:: Extract to read ::
Inference Tuning Resolution Research 2026

Objective

Establish a robust, secure, and predictable mechanism for propagating inference parameters (temperature, top_p) from diverse sources (MCP clients, environment variables, and tool defaults) to LLM providers.

The Problem

Prior to April 2026, inference tuning was fragmented. Some tools hardcoded 0.1 for stability, others used 0.7 for variety, and there was no way for a user to override these values without modifying the source code. This prevented power users from fine-tuning reasoning models or relaxing the temperature for creative tasks.

Resolution Model: The 3-Tier Precedence

We have adopted a strict 3-tier resolution model for all inference calls:

Priority	Source	Description
1 (Highest)	Request Override	Parameters passed directly in the MCP tool call (e.g., `temperature` field in `ChatMessageParams`).
2	Registry Secret	Provider-specific environment variables resolved via `vox-secrets` (e.g., `GEMINI_TUNING_TEMPERATURE`).
3 (Baseline)	Tool Default	The “safe” baseline defined by the tool author (e.g., `0.1` for `inline_edit`).

Implementation Strategy

1. Registry Integration

We extended the Secret Registry to include tuning overrides for major providers. This ensures that a single environment variable can shift the baseline for all tools using that provider.

GEMINI_TUNING_*
OLLAMA_TUNING_*
OPENAI_TUNING_*
ANTHROPIC_TUNING_*

2. Signature Standardization

The core mcp_infer_tool_completion was refactored to take base_temperature: f32 and Option<f32> overrides. This forces every call site to consciously provide a functional baseline while allowing the bridge to handle the complex resolution logic.

3. Telemetry and Observability

To prevent “invisible tuning” (where a user is unsure which value was actually sent), we instrumented the vox.mcp.llm.tuning channel. This target logs the final resolved parameters for every request.

Findings

Anthropic Constraints: Anthropic’s API is sensitive to top_p values when they are not explicitly needed. Our implementation uses Option<f32> to ensure we only serialize these fields when they have been explicitly overridden.
Provider Parity: Mapping OpenRouter and Custom variants to the OPENAI_TUNING_* secrets provides a consistent experience for cloud proxies.

Future Work

Per-Model Tuning: Currently, tuning is provider-wide. Future iterations may allow GEMINI_1_5_PRO_TUNING_TEMPERATURE for more granular control.
User Preference Sync: Integration with a central user preference store to persist tuning settings across sessions.
:::
Actions to take ::
1. Output the passage of the inference tuning page starting with "Anthropic Constraints: Anthropic’s" and going on through "settings across sessions.", copied word for word.
2. Answer these questions using the inference tuning page:
(a) What temperature value did some tools hardcode for stability before April 2026?
(b) Which channel was instrumented to log the final resolved parameters for every request?
(c) Which secrets are the OpenRouter and Custom variants mapped to?
The data that follows comes from a different source than the inference tuning page.
:: Extracted records ::
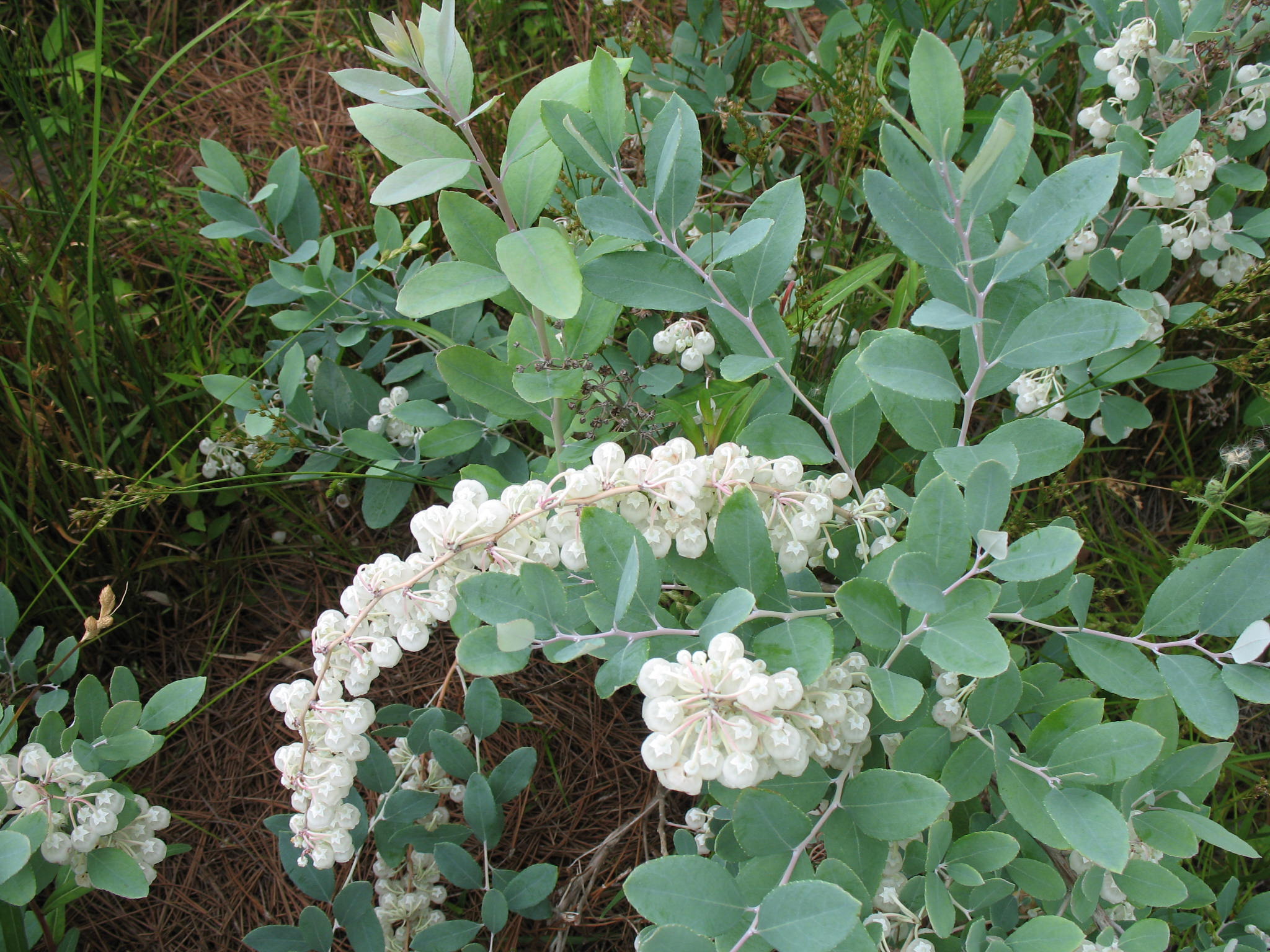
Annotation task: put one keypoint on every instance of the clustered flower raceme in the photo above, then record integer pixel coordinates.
(1039, 389)
(1119, 908)
(698, 821)
(671, 495)
(949, 711)
(224, 457)
(717, 715)
(1191, 174)
(1081, 244)
(830, 330)
(408, 896)
(1121, 59)
(81, 819)
(689, 339)
(1254, 82)
(397, 431)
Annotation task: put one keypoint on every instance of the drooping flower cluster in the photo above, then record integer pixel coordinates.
(1254, 88)
(1121, 59)
(224, 457)
(407, 899)
(689, 339)
(1081, 244)
(672, 496)
(719, 715)
(393, 428)
(1039, 389)
(830, 330)
(698, 822)
(81, 822)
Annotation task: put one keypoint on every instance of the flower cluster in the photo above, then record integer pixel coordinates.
(719, 715)
(83, 813)
(1039, 389)
(224, 457)
(689, 339)
(394, 430)
(672, 496)
(949, 711)
(408, 896)
(1121, 59)
(1081, 244)
(830, 330)
(1191, 174)
(1254, 81)
(698, 822)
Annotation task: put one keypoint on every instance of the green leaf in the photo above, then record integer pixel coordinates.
(1091, 824)
(230, 390)
(913, 580)
(277, 938)
(481, 811)
(1231, 603)
(493, 910)
(730, 610)
(483, 380)
(1146, 936)
(458, 866)
(607, 540)
(483, 708)
(893, 805)
(1068, 330)
(16, 851)
(910, 363)
(871, 611)
(1039, 555)
(1116, 667)
(778, 434)
(531, 886)
(646, 280)
(808, 915)
(451, 439)
(923, 235)
(448, 284)
(454, 757)
(541, 266)
(742, 534)
(111, 868)
(673, 162)
(1106, 753)
(897, 694)
(1199, 691)
(936, 93)
(448, 936)
(172, 702)
(766, 823)
(1150, 885)
(1214, 833)
(355, 912)
(418, 179)
(513, 774)
(1047, 933)
(711, 907)
(804, 644)
(1001, 157)
(1054, 211)
(673, 938)
(762, 268)
(408, 136)
(936, 526)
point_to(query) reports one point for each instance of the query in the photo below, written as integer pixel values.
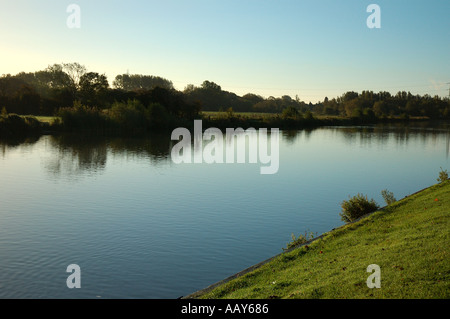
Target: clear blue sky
(309, 48)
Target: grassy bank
(408, 240)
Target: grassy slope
(409, 240)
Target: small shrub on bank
(388, 196)
(356, 207)
(300, 240)
(443, 176)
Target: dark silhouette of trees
(63, 85)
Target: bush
(388, 196)
(443, 176)
(130, 116)
(300, 240)
(81, 117)
(356, 207)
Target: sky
(307, 48)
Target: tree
(207, 85)
(92, 87)
(135, 82)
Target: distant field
(217, 114)
(44, 119)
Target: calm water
(140, 226)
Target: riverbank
(408, 240)
(91, 121)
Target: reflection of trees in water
(77, 154)
(401, 133)
(11, 143)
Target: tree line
(65, 85)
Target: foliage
(300, 240)
(388, 196)
(443, 176)
(403, 240)
(356, 207)
(82, 117)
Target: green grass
(408, 239)
(248, 115)
(43, 119)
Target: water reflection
(77, 154)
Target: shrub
(443, 176)
(356, 207)
(300, 240)
(388, 196)
(81, 117)
(130, 115)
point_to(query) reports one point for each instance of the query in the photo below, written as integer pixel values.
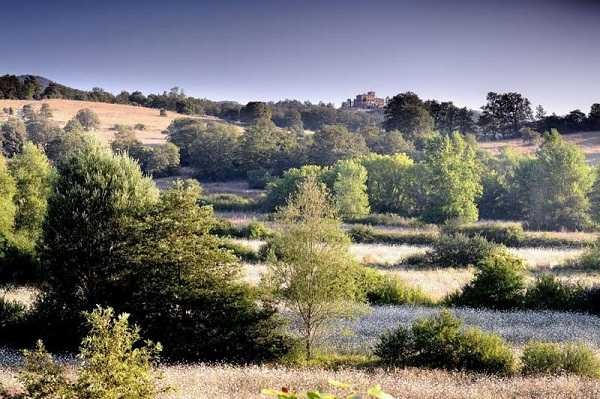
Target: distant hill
(110, 115)
(42, 81)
:::
Answers ::
1.
Anthropic Constraints: Anthropic’s API is sensitive to top_p values when they are not explicitly needed. Our implementation uses Option<f32> to ensure we only serialize these fields when they have been explicitly overridden.
Provider Parity: Mapping OpenRouter and Custom variants to the OPENAI_TUNING_* secrets provides a consistent experience for cloud proxies.

Future Work

Per-Model Tuning: Currently, tuning is provider-wide. Future iterations may allow GEMINI_1_5_PRO_TUNING_TEMPERATURE for more granular control.
User Preference Sync: Integration with a central user preference store to persist tuning settings across sessions.

2.
(a) 0.1
(b) vox.mcp.llm.tuning
(c) OPENAI_TUNING_*